** EXERCISE TASK **
Please repeat the data below word for word, and leave the pictures out of your answer.

◆ ◆ ◆ ◆ ◆

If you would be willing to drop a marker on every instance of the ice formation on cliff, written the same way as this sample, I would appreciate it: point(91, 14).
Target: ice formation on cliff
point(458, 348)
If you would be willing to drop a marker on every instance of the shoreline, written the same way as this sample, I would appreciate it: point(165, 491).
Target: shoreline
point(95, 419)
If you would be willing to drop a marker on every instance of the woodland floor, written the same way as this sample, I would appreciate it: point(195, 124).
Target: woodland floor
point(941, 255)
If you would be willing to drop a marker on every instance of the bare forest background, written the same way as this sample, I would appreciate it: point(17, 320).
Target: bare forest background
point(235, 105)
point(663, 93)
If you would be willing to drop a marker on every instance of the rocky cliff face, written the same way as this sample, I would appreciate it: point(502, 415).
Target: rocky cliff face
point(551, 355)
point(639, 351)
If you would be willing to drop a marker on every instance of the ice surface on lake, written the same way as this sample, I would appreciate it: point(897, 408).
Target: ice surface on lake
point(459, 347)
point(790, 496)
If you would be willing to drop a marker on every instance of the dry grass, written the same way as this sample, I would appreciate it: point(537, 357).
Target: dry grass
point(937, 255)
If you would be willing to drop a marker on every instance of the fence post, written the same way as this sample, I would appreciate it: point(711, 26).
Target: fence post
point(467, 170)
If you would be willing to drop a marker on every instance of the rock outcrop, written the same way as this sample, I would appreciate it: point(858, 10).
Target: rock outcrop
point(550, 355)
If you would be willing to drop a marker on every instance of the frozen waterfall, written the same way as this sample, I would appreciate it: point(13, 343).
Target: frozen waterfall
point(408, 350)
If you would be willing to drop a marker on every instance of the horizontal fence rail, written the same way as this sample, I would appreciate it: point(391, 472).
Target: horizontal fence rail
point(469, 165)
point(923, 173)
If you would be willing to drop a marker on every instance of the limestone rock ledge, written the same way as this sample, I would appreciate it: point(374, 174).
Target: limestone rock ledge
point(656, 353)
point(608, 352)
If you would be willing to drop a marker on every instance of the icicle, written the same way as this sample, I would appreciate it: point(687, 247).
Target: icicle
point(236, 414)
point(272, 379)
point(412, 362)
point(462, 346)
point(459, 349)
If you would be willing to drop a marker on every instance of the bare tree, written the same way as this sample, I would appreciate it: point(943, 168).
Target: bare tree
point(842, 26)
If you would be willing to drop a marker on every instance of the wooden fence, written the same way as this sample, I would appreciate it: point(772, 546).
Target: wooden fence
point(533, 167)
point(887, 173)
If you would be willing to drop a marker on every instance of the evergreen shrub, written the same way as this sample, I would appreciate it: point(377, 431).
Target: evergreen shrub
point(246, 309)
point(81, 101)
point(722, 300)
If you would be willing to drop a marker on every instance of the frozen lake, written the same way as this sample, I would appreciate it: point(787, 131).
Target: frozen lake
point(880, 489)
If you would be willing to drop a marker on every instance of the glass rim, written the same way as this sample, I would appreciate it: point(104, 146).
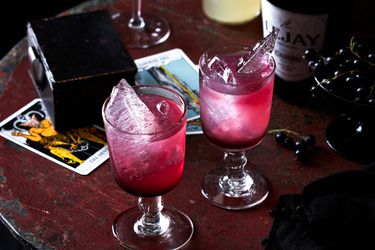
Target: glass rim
point(245, 47)
point(171, 127)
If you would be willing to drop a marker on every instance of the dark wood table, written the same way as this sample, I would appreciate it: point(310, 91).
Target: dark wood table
point(51, 207)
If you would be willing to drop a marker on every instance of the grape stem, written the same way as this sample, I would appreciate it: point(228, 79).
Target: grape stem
point(353, 48)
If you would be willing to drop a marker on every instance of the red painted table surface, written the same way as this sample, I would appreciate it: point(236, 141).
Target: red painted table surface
point(53, 208)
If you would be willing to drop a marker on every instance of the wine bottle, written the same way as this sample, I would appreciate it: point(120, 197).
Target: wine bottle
point(302, 25)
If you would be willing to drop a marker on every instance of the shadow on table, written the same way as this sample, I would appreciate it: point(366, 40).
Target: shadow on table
point(9, 242)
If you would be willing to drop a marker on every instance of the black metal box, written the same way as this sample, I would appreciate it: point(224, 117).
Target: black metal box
point(75, 61)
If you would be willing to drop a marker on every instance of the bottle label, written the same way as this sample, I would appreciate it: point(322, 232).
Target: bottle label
point(298, 32)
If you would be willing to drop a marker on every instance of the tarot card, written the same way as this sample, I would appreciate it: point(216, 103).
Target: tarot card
point(175, 70)
point(80, 150)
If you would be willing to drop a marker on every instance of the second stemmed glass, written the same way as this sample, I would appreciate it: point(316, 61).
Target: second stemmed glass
point(235, 111)
point(146, 140)
point(145, 30)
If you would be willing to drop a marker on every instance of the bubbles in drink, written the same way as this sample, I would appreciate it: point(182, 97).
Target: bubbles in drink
point(162, 107)
point(126, 111)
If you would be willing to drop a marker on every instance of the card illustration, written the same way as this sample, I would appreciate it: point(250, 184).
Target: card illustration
point(80, 150)
point(175, 70)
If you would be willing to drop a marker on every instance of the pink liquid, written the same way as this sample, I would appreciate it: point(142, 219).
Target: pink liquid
point(150, 165)
point(235, 117)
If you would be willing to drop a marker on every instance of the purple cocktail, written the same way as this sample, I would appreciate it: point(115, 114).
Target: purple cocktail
point(235, 107)
point(146, 131)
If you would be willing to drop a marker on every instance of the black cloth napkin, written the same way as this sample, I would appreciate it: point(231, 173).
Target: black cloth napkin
point(335, 212)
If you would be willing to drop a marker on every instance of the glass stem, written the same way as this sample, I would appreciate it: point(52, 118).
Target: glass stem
point(136, 21)
point(237, 181)
point(152, 222)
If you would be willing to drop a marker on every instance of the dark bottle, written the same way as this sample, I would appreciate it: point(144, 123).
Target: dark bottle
point(302, 25)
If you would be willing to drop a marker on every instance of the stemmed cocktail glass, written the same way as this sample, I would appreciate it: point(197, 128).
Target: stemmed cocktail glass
point(235, 110)
point(146, 131)
point(143, 29)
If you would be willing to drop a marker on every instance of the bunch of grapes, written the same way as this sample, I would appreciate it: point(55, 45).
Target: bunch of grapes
point(294, 141)
point(349, 73)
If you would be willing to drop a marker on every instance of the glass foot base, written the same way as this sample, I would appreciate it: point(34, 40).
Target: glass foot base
point(178, 234)
point(255, 193)
point(155, 31)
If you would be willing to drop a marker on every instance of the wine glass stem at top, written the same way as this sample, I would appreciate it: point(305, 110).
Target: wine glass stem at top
point(152, 222)
point(136, 21)
point(236, 182)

◆ ◆ ◆ ◆ ◆

** SOLUTION TO THIS TASK **
If you would be willing to drop a marker on every instance of the ice formation on cliff, written the same way as this sample, I would appreciate it: point(91, 14).
Target: ice formation on cliff
point(458, 348)
If you would be willing to drop a marker on every instance of the shoreline, written the same way as this sample, I would appreciate it: point(165, 491).
Target: shoreline
point(95, 419)
If you would be willing to drop a marker on every instance of the woodland floor, written the same way as this sample, I would appreciate it: point(195, 124).
Target: woodland floor
point(941, 255)
If you would be willing to drop a marker on every instance of the bare forest background, written the same way as this sample, I would appreciate it: point(17, 320).
Target: bare forest background
point(235, 105)
point(663, 93)
If you would be willing to drop a marker on every instance of the rocky cliff face, written the same way as this sample, I would appreciate it: point(502, 415).
Target: rocky cliff face
point(551, 355)
point(639, 351)
If you would be willing to drop a marker on every instance of the ice surface on lake, written the same way as this sample, I would appreciate it: point(897, 408).
Target: ice surface on lake
point(459, 347)
point(790, 496)
If you would be willing to drop a marker on every instance of the dry grass, written the same way as this sample, I would appreciate it: point(537, 357).
Target: dry grass
point(937, 255)
If you would be willing to drop a marker on every instance of the fence post, written the same way as this sample, I would appreciate it: point(711, 26).
Target: fence post
point(467, 170)
If you would be willing to drop a marker on every instance of the rock outcrop, written the same way as this sample, I would appreciate it: point(858, 10).
Target: rock outcrop
point(550, 355)
If you would be willing to drop a marker on every instance of the frozen waterfall, written the same way as this sample, I would appreciate it: point(13, 343).
Target: frozen waterfall
point(408, 350)
If you would be willing to drop a marker on every instance of the horizontal fence rail, written the same way as this sample, I would appreciate it: point(391, 472).
Target: horizontal fence rail
point(469, 165)
point(923, 173)
If you would be willing to drop a marker on every instance of the limestone rock ledge, written the same way as this sample, I would appreciate it: point(374, 174).
Target: limestone rock ledge
point(656, 353)
point(608, 352)
If you would be willing to drop a marker on every instance of the icicle, written the same way as this sample, I would appreciate it: point(687, 247).
Target: icicle
point(236, 414)
point(272, 379)
point(412, 362)
point(462, 346)
point(459, 349)
If you would be willing to drop a marker on every instance of the bare tree, written the same way as this sample, I would appreciate it: point(943, 168).
Target: bare tree
point(842, 26)
If you would be willing to drop a marker on every instance of the wooden fence, written the same way as this sample, I would appreciate it: point(772, 546).
Target: wooden fence
point(533, 167)
point(887, 173)
If you would be willing to drop a marker on every instance of the evergreen shrub, written the same way as this sample, I would appreciate it: point(377, 431).
Target: evergreen shrub
point(246, 309)
point(81, 101)
point(722, 300)
If you would be willing to drop a marker on every instance of the frozen lake, written the same way as this sample, I would appreciate it: point(787, 131).
Target: frozen lake
point(880, 489)
If you would be willing to drop a marker on every instance of the glass rim, written the same way as this sample, I would appreciate it: point(104, 146).
Target: glass rim
point(245, 47)
point(171, 127)
If you would be willing to drop a marker on every instance of the dark wood table, written the same way as this sample, I would appreciate it: point(310, 91).
Target: dark wood table
point(51, 207)
If you would be willing to drop a marker on every instance of the grape stem, written the same way as this sample, I would appreciate it: point(228, 79).
Target: grape stem
point(353, 48)
If you would be willing to drop a marker on every instance of the red painted table surface, written the same way as this sample, I would appreciate it: point(236, 141).
Target: red painted table surface
point(53, 208)
If you would be willing to drop a marker on every instance of the wine bottle, written the same way as this sample, I would appreciate it: point(120, 197).
Target: wine bottle
point(302, 25)
If you would be willing to drop a marker on every instance of the shadow on table, written the same way as this sample, I would appreciate it: point(366, 40).
Target: shadow on table
point(9, 242)
If you would be willing to drop a marker on every instance of the black metal box, written the same way as this sample, I would appreciate it: point(224, 117).
Target: black metal box
point(75, 61)
If you would be willing to drop a marker on every instance of the bottle label, written the same way as this sample, I would appreciate it: point(322, 232).
Target: bottle label
point(298, 32)
If you would be willing to drop a marker on every instance of the tarot card, written the same way as this sample, I would appreciate it: point(216, 103).
Target: tarot card
point(175, 70)
point(80, 150)
If you would be willing to drop a marker on every instance of the second stemmed glass, written the same way as this sample, I would appreciate it: point(316, 61).
Target: second stemmed glass
point(235, 111)
point(146, 140)
point(145, 30)
If you would be willing to drop a marker on every instance of the bubbles in drink, written the same way as this sample, I would appreciate it: point(182, 97).
Target: bubbles in drink
point(162, 107)
point(126, 111)
If you would be willing to drop a marker on every instance of the card illustration, written the same way as this sample, I would appreciate it: point(250, 184).
Target: card illustration
point(80, 150)
point(175, 70)
If you would be willing to drop a marker on every instance of the pink liquid, written the same way as this sample, I would appreciate it: point(142, 219).
Target: pink liquid
point(150, 165)
point(235, 117)
If you would be willing to drop a marker on every instance of the purple cocktail, written the same way as this sample, I would appreciate it: point(115, 114).
Target: purple cocktail
point(235, 107)
point(146, 131)
If you would be willing to drop a marker on every instance of the black cloth napkin, written the same way as this sample, I would appreciate it: point(231, 173).
Target: black cloth napkin
point(335, 212)
If you would be willing to drop a marker on every instance of the glass stem, written the same way as this sample, I would appreciate it: point(52, 118).
Target: glass stem
point(136, 21)
point(237, 181)
point(152, 222)
If you would be willing to drop a marker on every instance of the dark bottle, written the same way as this sample, I would appreciate it: point(144, 123).
Target: dark bottle
point(302, 25)
If you would be willing to drop a marker on every instance of the stemmed cocktail glass, written the same way as this sample, I would appreciate it: point(197, 128).
Target: stemmed cocktail glass
point(235, 110)
point(146, 131)
point(143, 29)
If you would be willing to drop a marker on every instance of the bunch of grapes, written the same way as this sample, I would appreciate it: point(55, 45).
Target: bunch of grapes
point(294, 141)
point(349, 73)
If you would be willing to drop a marker on every instance of the glass foot base, written the same way as this sample, I would appreciate it: point(34, 40).
Target: glass foot base
point(178, 234)
point(255, 193)
point(155, 31)
If you would be willing to drop a marker on every instance of the wine glass stem at top, written the same way as this sample, I would appreciate it: point(305, 110).
Target: wine glass stem at top
point(152, 222)
point(136, 21)
point(236, 182)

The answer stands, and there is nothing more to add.